(WORK TO COMPLETE): Copy out everything from the line containing "Task: set a pin on each instance of the goodyear" down to the end of the records, both ends included.

(Object point labels):
════════════════════

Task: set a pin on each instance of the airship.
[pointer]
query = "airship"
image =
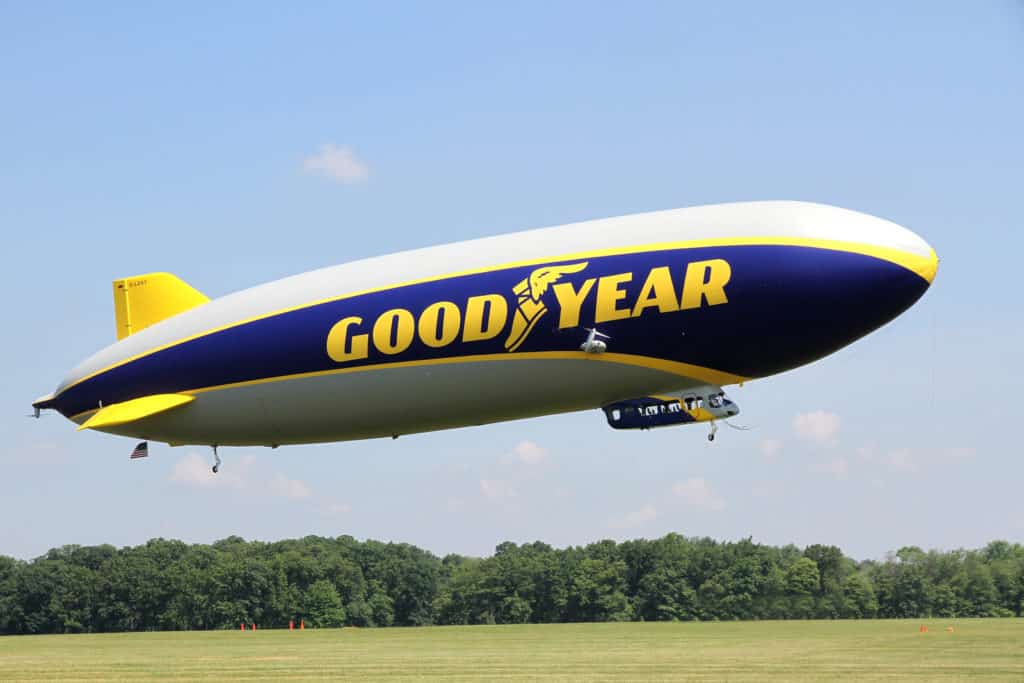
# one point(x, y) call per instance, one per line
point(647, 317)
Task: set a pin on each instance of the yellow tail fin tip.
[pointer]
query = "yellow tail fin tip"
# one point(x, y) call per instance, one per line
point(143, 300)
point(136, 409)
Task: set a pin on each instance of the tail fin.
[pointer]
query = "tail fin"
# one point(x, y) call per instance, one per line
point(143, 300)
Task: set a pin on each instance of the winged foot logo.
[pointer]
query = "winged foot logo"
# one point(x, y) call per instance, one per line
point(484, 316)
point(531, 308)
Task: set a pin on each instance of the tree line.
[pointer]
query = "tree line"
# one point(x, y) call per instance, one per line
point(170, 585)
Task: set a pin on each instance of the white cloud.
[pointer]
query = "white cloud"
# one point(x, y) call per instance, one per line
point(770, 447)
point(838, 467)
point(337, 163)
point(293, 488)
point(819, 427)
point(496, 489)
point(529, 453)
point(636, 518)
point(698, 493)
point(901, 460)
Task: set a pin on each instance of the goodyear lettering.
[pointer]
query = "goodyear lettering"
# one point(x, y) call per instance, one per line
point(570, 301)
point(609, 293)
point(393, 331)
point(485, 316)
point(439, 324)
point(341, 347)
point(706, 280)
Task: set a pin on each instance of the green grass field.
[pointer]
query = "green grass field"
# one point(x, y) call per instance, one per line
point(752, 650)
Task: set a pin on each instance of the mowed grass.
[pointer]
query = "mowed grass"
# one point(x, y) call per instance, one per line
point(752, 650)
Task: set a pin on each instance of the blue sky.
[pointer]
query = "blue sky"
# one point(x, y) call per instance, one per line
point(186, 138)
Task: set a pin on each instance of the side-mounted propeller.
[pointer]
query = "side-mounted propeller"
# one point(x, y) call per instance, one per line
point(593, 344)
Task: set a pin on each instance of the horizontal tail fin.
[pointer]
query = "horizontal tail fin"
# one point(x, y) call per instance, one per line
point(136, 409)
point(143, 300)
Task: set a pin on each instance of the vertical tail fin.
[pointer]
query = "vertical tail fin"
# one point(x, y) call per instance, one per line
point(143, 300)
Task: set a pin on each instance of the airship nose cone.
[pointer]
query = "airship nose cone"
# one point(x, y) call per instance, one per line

════════════════════

(SOLUTION FOR THIS EXERCISE):
Task: set a pin on each instance of the goodyear lettering.
[pointer]
query = "goodyear lettering"
# one point(x, y) call per instance, one per line
point(570, 301)
point(609, 293)
point(393, 331)
point(485, 316)
point(439, 324)
point(341, 347)
point(706, 280)
Task: set a pin on each instance of the green grass field.
[pointer]
query = "green grass field"
# one point(x, y) call per instance, one per line
point(752, 650)
Task: set a pin on each instance of the mowed grass.
[pointer]
query = "mowed grass"
# one point(x, y) call per instance, one per line
point(752, 650)
Task: set a pin on each instance of the blue sky.
[pointer]
query = "blue sky"
# one point(x, y) call per instance, one per line
point(186, 138)
Task: set a pin on each instance of the side-mounted propeller.
[pointer]
query = "side-mounted propeller"
# one point(x, y) call per instance, one per line
point(593, 344)
Task: set a pin on each instance of the horizontal tail fin.
[pointer]
query = "horizontal tail fin"
# one point(x, y) call per instance, one per line
point(136, 409)
point(143, 300)
Task: set a pin on each instance of the vertical tail fin.
[pointer]
query = "vertical tail fin"
# one point(x, y) call per instance, one per line
point(143, 300)
Task: set a pin on each instance of the airship nose cone.
[pointer]
query = "airship nose cone"
# one point(x, y) call per instance, one per line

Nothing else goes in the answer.